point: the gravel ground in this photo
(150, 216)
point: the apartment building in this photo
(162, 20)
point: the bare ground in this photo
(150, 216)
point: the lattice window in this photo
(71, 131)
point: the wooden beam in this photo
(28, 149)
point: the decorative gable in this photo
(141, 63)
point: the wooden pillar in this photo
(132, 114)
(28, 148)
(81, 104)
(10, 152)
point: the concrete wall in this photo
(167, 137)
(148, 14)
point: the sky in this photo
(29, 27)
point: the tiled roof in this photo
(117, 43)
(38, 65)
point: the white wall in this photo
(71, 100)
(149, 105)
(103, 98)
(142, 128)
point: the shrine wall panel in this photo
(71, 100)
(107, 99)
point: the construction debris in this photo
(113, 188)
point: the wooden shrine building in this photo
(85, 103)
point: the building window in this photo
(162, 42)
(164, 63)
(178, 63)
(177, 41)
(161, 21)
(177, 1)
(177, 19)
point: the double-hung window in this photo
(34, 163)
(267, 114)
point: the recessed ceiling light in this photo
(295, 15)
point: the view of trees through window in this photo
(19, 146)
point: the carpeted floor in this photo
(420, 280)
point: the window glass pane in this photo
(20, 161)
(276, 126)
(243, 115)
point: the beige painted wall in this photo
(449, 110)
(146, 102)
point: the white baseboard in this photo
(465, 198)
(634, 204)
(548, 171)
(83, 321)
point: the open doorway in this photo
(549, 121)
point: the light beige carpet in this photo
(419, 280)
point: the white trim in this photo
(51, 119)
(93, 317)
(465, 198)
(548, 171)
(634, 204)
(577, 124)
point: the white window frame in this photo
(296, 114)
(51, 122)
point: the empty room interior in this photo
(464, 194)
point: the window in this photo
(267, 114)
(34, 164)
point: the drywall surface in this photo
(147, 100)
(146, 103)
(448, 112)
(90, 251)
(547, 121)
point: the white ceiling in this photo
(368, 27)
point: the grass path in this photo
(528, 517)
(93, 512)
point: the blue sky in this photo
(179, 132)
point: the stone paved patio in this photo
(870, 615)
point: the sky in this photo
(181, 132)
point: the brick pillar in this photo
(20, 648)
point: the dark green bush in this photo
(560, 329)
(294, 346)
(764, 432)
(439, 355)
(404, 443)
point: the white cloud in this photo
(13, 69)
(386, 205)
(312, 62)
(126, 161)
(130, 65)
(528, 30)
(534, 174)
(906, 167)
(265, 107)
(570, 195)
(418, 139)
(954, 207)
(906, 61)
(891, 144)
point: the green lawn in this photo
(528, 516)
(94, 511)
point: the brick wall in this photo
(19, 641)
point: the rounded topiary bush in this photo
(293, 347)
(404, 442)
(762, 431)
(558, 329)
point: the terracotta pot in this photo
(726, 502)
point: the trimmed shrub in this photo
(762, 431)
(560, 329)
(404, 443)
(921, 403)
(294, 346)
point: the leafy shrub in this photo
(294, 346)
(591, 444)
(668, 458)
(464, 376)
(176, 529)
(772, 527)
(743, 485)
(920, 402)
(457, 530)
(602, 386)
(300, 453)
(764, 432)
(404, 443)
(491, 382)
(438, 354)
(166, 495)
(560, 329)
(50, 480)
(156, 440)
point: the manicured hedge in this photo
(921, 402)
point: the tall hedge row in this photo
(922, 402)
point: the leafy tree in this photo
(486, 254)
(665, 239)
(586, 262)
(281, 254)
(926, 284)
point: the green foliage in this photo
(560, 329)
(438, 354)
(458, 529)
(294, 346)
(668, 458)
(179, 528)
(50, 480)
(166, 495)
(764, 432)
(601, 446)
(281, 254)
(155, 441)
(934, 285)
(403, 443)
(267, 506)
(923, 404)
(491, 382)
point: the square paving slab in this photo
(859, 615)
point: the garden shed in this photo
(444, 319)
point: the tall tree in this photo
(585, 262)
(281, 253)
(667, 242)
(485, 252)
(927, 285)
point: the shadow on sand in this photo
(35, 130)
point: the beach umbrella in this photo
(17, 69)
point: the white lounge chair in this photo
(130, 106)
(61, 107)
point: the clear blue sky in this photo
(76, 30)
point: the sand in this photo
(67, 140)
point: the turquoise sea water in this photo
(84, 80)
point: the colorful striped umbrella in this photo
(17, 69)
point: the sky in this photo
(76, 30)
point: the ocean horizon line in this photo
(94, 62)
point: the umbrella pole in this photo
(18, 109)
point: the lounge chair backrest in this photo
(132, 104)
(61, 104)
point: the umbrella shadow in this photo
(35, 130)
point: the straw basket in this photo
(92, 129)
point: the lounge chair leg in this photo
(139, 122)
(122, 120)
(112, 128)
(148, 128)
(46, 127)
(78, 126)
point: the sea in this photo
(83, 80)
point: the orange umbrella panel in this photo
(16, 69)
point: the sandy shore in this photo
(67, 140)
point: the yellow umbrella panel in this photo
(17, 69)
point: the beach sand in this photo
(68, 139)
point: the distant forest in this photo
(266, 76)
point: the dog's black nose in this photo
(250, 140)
*****
▶ _Prompt_
Repeat the entire listing above without changing a word.

▶ _Answer box_
point: the gravel ground in this photo
(150, 216)
point: the apartment building in this photo
(162, 20)
point: the bare ground in this photo
(150, 216)
point: the lattice window in this photo
(71, 131)
point: the wooden beam in this photo
(28, 149)
point: the decorative gable in this photo
(141, 63)
point: the wooden pillar in this photo
(132, 114)
(28, 148)
(81, 104)
(10, 152)
point: the concrete wall in this photo
(167, 137)
(148, 14)
point: the sky in this photo
(29, 27)
point: the tiled roof in this photo
(117, 43)
(38, 65)
point: the white wall in this photo
(71, 100)
(149, 105)
(103, 98)
(142, 128)
point: the shrine wall panel in this photo
(71, 100)
(107, 99)
point: the construction debris in this photo
(113, 188)
point: the wooden shrine building in this photo
(85, 103)
point: the building window in this photo
(162, 42)
(164, 63)
(178, 63)
(177, 41)
(161, 21)
(177, 1)
(177, 19)
point: the double-hung window in this photo
(34, 163)
(267, 114)
point: the recessed ceiling light in this photo
(295, 15)
point: the view of trees through window in this photo
(19, 146)
point: the carpeted floor in this photo
(420, 280)
point: the window glass pane in this photo
(20, 161)
(276, 126)
(243, 115)
point: the beige painted wall in this photo
(449, 110)
(146, 102)
point: the white baseboard in this photo
(465, 198)
(634, 204)
(548, 171)
(83, 321)
point: the open doorway in this photo
(549, 121)
point: the light beige carpet in this photo
(419, 280)
point: the white trim in this photo
(51, 119)
(93, 317)
(465, 198)
(548, 171)
(634, 204)
(577, 124)
point: the white window frame in this photo
(296, 114)
(51, 122)
point: the empty room interior in this photo
(464, 194)
point: the window in this photo
(267, 114)
(34, 164)
point: the drywall surface in this photo
(147, 100)
(146, 103)
(448, 112)
(90, 251)
(547, 121)
point: the white ceiling in this photo
(368, 27)
point: the grass path in this photo
(528, 517)
(93, 512)
point: the blue sky in this photo
(179, 132)
point: the stone paved patio in this photo
(870, 615)
point: the sky in this photo
(181, 132)
point: the brick pillar in this photo
(20, 648)
point: the dark green bush in this photo
(560, 329)
(294, 346)
(764, 432)
(439, 355)
(404, 443)
point: the white cloud in this photo
(13, 69)
(386, 205)
(312, 62)
(126, 161)
(130, 65)
(528, 30)
(534, 174)
(906, 167)
(265, 107)
(570, 195)
(418, 139)
(954, 207)
(906, 61)
(891, 144)
point: the green lawn in this photo
(528, 516)
(94, 511)
point: the brick wall in this photo
(19, 641)
point: the rounded topiary bush in this photo
(293, 347)
(404, 442)
(762, 431)
(558, 329)
point: the terracotta pot in this photo
(726, 502)
point: the trimmed shrub in this photo
(762, 431)
(560, 329)
(404, 443)
(921, 403)
(294, 346)
point: the leafy shrub in this photo
(294, 346)
(591, 444)
(668, 458)
(464, 376)
(176, 529)
(772, 527)
(743, 485)
(920, 402)
(457, 530)
(602, 386)
(300, 453)
(764, 432)
(404, 443)
(491, 382)
(438, 354)
(166, 495)
(560, 329)
(50, 480)
(156, 440)
point: the manicured hedge in this photo
(921, 402)
point: the tall hedge row in this photo
(922, 402)
point: the leafy tree in this photo
(486, 254)
(665, 239)
(586, 262)
(281, 254)
(926, 284)
point: the green foliage in this photo
(560, 329)
(438, 354)
(458, 529)
(294, 346)
(668, 458)
(179, 528)
(50, 480)
(166, 495)
(764, 432)
(601, 446)
(281, 254)
(155, 441)
(934, 285)
(403, 443)
(267, 506)
(923, 404)
(491, 382)
point: the square paving slab in this photo
(859, 615)
point: the garden shed in this photo
(444, 319)
point: the tall tree in this photo
(585, 262)
(281, 253)
(667, 242)
(485, 252)
(927, 285)
point: the shadow on sand in this photo
(35, 130)
point: the beach umbrella in this photo
(17, 69)
point: the white lounge chair in this photo
(130, 106)
(61, 107)
point: the clear blue sky in this photo
(76, 30)
point: the sand in this photo
(67, 140)
point: the turquoise sea water in this photo
(84, 80)
point: the colorful striped umbrella in this photo
(17, 69)
point: the sky in this photo
(76, 30)
point: the ocean horizon line in this photo
(94, 62)
point: the umbrella pole in this photo
(18, 109)
point: the lounge chair backrest in this photo
(132, 104)
(61, 104)
point: the umbrella shadow in this photo
(35, 130)
point: the straw basket in this photo
(92, 129)
point: the lounge chair leg in this photo
(139, 122)
(122, 120)
(112, 128)
(148, 128)
(46, 127)
(78, 126)
point: the sea in this photo
(83, 80)
point: the orange umbrella panel in this photo
(16, 69)
point: the sandy shore in this photo
(67, 140)
point: the yellow umbrella panel in this photo
(17, 69)
point: the beach sand in this photo
(68, 139)
point: the distant forest in this photo
(266, 76)
point: the dog's black nose in this photo
(250, 140)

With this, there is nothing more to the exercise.